# OBJECTIVE 1
Using the bylaws excerpt, decide whether each statement agrees with it: (a) the Treasurer serves as chair of the Finance Committee; (b) appointed positions hold a vote on the board; (c) minutes of electronic Executive Committee meetings must be posted on the Web site within 60 days. For each, answer yes or no and quote the deciding words.
# OBJECTIVE 2
According to the bylaws excerpt, who chairs the Board Governance committee?

Section 18: Duties of the Secretary
The Secretary shall record the minutes of the meeting of the Board; see that notices are given in accordance with the bylaws or as required by law; keep the corporate records; keep the register of addresses furnished to the Secretary by each member; and perform all duties incident to the office of Secretary and such other duties as may be assigned by the President or by the Board of Directors.
Section 19: Duties of the Treasurer
The Treasurer shall be the principal accounting and financial officer of the corporation and shall be responsible for the maintenance of adequate corporate books of account; have charge and custody of all corporate funds and securities, and be responsible for the receipt and disbursement thereof; shall serve as chair of the Finance Committee; and perform all the duties incident to the office of Treasurer and such other duties as may be assigned by the President or by the Board of Directors.
Section 20: Appointed Positions
The Board shall, by a vote of the Directors, create appointed positions as needed. These appointed positions shall serve on the board in a non-voting capacity.
ARTICLE VI. EXECUTIVE COMMITTEE
Section 1: Executive Committee Members
The officers of the Alliance as defined in Article V, Section 12 shall form an Executive Committee that will have the authority to conduct the business of the Alliance between meetings of the full Board of Directors.
The Executive Committee shall meet on months when the full board does not meet and as needed to deal with emergency situations affecting the Alliance. All meetings of the Executive Committee shall be convened by the President or in his/her absence, the President Elect.
Committee and Chapter Chairs may attend the Executive Committee as non-voting members.
Section 4: Conduct of Meetings
Meetings of the Executive Committee may be conducted electronically via voice, data or video conference as long of all executive committee members agree. Minutes of such meetings shall be posted on the Alliance’s Web site within 30 days of the meeting.
A quorum is defined as three (3) officers of the Alliance.
ARTICLE VII. COMMITTEES
The president shall have the authority to set up such committees as are needed and to appoint committee chairpersons with the approval of the Board of Directors.
Section 1: Standing Committees
The Alliance shall have the following standing committees which shall be advisory to the Board of Directors: Board Governance, Communication , Finance and Development , Membership Services , and Public Policy and Advocacy.
The President-Elect chairs the Board Governance committee. The Governance committee’s duties are divided into three areas of responsibility: Board Development, Constitution and Bylaws, and Nominations.
The President, upon recommendation of the Executive committee, appoints the Chair of the Communication committee. The Communication committee’s duties are divided into three areas of responsibility: Electronic Communications, Newsletter, and Public Relations.
Section 4: Finance and Development
The Finance and Development Committee is chaired by the Treasurer, and is composed of two (2) Board Members, a Certified Public Accountant, the Conference Committee Chair, and the Partner Liaison.

# ENTRIES SHOWN
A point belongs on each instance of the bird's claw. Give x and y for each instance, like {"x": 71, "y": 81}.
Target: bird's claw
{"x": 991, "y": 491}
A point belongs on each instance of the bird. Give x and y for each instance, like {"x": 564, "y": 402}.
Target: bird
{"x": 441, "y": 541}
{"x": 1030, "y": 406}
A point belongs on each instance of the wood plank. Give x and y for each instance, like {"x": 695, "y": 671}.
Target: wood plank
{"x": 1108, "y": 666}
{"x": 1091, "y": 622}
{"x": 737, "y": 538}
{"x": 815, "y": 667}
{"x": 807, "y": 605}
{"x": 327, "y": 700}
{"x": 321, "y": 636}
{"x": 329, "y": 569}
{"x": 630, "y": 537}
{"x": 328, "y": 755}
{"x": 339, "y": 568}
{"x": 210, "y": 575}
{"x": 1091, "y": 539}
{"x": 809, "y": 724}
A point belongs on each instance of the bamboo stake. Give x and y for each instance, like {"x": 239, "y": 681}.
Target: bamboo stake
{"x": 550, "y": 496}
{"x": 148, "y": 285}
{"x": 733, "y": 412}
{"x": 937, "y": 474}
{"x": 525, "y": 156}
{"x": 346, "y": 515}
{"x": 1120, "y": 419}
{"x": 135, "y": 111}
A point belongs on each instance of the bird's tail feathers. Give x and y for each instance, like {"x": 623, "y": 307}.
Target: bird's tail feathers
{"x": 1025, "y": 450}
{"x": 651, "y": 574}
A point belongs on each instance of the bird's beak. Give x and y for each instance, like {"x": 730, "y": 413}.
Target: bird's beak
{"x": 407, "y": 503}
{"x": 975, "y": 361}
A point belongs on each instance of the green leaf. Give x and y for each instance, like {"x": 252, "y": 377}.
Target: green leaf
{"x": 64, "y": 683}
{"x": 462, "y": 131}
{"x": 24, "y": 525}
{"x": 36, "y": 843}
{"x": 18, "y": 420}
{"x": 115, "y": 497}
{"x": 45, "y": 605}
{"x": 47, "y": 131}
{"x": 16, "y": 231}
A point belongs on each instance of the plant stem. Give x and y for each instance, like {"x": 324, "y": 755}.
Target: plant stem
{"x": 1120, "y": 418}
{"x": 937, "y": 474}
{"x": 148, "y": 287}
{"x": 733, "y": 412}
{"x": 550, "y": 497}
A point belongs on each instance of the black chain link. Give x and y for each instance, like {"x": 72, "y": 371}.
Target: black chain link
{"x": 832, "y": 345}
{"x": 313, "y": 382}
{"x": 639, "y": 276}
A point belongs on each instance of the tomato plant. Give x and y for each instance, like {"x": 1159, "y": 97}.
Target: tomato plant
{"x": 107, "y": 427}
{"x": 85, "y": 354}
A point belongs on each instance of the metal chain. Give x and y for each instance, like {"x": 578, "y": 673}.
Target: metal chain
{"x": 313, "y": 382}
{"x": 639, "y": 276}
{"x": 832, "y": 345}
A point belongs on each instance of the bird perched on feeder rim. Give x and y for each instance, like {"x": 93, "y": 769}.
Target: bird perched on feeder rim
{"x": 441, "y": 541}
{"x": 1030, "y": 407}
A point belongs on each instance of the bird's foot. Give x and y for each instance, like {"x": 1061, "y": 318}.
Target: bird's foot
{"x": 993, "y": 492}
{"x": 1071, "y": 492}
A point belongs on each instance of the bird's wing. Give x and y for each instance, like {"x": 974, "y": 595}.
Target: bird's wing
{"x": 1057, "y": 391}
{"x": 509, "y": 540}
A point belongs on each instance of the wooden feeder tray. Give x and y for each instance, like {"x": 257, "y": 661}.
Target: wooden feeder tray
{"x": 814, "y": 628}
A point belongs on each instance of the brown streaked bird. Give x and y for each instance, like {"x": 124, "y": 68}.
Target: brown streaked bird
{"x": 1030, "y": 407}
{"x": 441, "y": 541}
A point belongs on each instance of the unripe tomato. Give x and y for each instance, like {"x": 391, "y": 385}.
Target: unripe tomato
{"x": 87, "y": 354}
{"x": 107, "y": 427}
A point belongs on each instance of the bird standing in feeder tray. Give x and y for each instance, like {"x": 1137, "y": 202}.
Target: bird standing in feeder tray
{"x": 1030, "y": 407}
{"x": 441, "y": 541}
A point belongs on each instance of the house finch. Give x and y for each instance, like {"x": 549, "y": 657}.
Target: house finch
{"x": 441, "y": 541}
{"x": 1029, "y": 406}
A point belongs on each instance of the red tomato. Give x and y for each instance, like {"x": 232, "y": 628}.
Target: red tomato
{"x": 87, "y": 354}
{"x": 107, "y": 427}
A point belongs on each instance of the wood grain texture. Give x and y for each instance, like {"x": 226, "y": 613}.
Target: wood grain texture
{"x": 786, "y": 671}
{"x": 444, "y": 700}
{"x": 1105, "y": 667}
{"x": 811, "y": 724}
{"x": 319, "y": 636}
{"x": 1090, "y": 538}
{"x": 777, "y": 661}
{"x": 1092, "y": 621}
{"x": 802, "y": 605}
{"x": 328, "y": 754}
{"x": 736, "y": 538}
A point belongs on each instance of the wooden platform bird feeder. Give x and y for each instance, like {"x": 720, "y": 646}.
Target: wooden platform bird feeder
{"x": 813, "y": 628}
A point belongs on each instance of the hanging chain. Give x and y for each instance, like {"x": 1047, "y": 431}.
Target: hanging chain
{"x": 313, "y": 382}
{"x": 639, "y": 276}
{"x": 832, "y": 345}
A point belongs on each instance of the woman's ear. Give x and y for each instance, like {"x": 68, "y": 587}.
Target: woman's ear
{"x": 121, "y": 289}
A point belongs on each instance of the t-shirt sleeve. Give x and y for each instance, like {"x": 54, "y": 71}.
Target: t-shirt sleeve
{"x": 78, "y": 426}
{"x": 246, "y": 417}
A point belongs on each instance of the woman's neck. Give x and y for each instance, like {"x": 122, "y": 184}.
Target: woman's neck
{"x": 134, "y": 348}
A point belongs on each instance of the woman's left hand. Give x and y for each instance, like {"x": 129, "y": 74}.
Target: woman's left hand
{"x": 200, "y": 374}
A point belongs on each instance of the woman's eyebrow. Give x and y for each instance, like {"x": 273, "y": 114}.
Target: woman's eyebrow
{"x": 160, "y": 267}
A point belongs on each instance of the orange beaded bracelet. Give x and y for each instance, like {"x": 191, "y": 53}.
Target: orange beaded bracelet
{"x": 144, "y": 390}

# WRITTEN SOLUTION 1
(a) Yes: "shall serve as chair of the Finance Committee"
(b) No: "These appointed positions shall serve on the board in a non-voting capacity."
(c) No: "Minutes of such meetings shall be posted on the Alliance’s Web site within 30 days of the meeting."

# WRITTEN SOLUTION 2
The President-Elect chairs the Board Governance committee.